Problem description → An exact reproduction of all the entries is what the answer must contain.

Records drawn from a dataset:
BEGIN
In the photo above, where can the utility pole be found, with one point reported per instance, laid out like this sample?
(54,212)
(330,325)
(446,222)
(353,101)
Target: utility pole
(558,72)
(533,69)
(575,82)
END
Result for this task →
In the photo above, where can the utility pole be found, with one point reported per instance, laid out like this sample?
(54,212)
(330,325)
(446,222)
(353,101)
Target: utility pole
(558,72)
(533,69)
(575,82)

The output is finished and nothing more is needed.